● **Supplied data**:
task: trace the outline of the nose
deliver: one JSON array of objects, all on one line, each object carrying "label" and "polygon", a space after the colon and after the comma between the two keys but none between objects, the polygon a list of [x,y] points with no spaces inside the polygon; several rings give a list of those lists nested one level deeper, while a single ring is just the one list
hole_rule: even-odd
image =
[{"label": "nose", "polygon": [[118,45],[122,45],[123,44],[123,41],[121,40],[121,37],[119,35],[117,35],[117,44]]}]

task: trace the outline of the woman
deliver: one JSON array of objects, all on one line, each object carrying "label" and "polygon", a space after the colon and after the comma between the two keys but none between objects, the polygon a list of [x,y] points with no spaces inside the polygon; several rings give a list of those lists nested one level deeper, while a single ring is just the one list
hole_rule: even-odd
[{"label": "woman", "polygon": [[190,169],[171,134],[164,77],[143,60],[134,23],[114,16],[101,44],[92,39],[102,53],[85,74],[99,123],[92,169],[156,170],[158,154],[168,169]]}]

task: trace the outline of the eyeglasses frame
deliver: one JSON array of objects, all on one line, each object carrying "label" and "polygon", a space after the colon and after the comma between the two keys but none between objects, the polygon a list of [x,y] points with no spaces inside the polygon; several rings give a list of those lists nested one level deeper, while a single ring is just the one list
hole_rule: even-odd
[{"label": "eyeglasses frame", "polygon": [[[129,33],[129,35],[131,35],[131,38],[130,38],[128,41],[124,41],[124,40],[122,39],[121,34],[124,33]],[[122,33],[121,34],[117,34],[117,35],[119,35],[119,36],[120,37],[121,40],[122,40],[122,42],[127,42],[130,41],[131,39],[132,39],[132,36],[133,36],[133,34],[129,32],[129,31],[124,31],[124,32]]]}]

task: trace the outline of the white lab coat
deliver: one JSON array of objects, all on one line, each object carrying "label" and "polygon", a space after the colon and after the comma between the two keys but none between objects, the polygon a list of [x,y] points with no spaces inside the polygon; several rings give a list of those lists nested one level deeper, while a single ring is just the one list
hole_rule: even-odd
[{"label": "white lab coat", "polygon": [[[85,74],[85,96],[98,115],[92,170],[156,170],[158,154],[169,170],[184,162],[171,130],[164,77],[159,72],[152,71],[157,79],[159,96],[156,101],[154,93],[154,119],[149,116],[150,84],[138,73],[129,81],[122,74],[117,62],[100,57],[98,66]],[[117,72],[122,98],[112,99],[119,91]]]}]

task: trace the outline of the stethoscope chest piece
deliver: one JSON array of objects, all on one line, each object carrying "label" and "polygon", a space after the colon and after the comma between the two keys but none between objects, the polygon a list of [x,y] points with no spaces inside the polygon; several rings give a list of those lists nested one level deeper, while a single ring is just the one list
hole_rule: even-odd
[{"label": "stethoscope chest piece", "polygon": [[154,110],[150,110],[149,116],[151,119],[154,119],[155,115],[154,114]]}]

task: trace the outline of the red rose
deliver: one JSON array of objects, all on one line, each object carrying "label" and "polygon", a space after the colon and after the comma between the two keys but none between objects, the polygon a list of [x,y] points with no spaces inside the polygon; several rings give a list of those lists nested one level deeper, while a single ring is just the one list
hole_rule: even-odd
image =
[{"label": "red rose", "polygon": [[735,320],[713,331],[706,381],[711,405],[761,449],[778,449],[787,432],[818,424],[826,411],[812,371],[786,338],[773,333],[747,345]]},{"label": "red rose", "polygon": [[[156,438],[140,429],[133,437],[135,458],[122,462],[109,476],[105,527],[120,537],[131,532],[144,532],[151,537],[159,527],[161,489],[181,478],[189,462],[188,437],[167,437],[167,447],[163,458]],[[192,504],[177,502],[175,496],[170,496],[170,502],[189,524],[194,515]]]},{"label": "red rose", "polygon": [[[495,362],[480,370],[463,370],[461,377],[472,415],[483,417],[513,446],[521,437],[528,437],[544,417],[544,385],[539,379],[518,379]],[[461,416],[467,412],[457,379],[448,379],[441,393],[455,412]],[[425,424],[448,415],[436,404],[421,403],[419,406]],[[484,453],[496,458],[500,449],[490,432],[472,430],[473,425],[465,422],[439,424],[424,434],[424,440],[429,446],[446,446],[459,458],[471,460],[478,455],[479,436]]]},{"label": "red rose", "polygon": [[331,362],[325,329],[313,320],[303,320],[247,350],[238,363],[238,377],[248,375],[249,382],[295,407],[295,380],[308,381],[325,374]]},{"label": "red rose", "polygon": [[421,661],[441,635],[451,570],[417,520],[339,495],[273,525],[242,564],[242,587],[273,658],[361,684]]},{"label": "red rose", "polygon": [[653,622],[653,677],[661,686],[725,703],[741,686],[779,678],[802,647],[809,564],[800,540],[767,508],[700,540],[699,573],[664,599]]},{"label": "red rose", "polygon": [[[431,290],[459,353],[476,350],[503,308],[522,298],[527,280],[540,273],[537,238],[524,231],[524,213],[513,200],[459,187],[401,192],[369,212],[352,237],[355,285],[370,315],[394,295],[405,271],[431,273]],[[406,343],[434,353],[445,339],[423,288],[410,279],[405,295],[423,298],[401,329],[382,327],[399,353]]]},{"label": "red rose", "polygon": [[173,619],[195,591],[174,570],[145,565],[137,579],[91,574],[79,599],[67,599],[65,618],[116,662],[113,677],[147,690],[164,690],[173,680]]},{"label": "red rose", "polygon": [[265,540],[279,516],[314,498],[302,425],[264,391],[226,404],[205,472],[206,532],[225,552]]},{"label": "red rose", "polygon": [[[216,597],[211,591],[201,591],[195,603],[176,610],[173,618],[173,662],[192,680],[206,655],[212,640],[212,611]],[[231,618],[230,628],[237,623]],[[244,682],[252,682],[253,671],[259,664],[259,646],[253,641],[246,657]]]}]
---
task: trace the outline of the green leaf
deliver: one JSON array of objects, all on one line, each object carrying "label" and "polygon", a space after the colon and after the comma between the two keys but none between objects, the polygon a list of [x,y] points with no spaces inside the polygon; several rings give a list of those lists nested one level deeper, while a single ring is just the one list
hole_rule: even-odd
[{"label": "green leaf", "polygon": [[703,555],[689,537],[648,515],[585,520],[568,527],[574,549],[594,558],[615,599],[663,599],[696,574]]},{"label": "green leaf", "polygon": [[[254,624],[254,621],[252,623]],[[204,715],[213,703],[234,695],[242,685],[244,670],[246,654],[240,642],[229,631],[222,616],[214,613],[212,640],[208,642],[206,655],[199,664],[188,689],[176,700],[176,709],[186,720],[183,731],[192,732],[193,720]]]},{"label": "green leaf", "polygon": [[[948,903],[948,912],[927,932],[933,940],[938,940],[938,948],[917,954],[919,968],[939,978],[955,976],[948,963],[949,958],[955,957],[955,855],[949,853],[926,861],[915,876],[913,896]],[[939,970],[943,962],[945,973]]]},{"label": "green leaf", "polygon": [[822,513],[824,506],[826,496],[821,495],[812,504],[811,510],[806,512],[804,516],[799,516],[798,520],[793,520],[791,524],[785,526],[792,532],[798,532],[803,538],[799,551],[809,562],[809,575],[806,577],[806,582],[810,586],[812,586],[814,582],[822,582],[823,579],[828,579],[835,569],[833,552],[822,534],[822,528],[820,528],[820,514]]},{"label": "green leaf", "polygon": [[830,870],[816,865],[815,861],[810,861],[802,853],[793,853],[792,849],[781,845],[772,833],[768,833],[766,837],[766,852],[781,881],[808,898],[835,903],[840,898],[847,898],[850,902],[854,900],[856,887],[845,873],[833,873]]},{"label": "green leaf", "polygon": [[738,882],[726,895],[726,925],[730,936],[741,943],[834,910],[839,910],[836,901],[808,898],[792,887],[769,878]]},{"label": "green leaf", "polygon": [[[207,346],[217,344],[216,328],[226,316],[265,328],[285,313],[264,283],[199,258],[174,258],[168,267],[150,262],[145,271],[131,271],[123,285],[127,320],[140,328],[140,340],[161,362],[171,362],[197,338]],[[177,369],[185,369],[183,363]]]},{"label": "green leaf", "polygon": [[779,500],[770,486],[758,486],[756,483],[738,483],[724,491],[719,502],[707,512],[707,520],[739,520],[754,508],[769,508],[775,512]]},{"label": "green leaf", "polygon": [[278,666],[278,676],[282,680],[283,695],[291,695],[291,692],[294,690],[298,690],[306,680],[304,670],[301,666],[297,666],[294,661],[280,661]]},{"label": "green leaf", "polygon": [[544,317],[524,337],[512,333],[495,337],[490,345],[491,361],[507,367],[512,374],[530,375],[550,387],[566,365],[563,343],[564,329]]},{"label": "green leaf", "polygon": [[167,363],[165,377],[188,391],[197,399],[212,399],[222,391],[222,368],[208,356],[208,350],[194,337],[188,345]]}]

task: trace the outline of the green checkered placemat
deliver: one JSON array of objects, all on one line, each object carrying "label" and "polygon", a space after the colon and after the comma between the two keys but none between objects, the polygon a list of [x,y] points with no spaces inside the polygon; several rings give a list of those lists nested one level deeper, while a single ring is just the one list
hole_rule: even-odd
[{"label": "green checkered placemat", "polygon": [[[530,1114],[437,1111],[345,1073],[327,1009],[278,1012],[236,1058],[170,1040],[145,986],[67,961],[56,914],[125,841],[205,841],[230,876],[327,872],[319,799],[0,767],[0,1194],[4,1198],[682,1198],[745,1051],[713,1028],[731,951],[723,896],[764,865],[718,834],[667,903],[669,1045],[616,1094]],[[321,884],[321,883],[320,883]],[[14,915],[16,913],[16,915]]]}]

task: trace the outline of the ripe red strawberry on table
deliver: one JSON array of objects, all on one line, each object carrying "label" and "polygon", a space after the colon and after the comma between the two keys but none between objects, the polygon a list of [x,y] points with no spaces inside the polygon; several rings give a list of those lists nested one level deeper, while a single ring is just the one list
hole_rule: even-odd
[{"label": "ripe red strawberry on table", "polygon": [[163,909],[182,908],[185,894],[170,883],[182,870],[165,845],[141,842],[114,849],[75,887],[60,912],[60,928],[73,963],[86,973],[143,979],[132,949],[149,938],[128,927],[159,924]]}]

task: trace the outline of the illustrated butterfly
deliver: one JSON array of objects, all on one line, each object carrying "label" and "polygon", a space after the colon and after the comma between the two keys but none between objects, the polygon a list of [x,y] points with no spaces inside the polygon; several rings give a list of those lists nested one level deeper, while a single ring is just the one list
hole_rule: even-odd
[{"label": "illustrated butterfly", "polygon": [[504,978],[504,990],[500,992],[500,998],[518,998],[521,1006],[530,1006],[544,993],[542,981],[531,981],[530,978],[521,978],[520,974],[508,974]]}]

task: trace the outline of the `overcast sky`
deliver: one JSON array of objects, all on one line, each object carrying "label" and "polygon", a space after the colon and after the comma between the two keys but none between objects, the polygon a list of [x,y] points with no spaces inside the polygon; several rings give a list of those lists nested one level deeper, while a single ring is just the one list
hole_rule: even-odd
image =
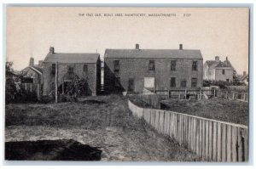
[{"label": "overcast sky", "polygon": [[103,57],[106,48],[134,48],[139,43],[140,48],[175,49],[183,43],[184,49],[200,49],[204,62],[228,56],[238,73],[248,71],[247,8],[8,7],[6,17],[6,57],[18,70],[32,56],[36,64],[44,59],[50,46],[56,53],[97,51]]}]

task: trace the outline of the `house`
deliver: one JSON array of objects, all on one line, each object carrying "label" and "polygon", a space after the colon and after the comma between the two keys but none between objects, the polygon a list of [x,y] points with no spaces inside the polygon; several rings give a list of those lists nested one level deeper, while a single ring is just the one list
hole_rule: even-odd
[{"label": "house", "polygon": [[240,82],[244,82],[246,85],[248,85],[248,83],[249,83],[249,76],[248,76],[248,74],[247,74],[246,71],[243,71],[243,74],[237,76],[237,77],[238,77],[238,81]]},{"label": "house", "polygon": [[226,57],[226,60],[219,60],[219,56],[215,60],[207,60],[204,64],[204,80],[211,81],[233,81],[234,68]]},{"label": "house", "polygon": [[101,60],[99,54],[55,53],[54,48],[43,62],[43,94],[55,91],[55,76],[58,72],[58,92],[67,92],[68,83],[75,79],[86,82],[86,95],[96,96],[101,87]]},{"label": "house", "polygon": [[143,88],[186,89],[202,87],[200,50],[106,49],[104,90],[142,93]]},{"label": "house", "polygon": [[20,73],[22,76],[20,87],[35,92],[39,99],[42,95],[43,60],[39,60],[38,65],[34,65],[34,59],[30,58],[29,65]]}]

● **Task to carry out**:
List every line in the items above that contains the string "illustrated". Matching is case-sensitive.

● **Reply**:
task: trace the outline of the illustrated butterfly
[{"label": "illustrated butterfly", "polygon": [[504,978],[504,990],[500,992],[500,998],[518,998],[521,1006],[530,1006],[544,993],[542,981],[531,981],[530,978],[521,978],[520,974],[508,974]]}]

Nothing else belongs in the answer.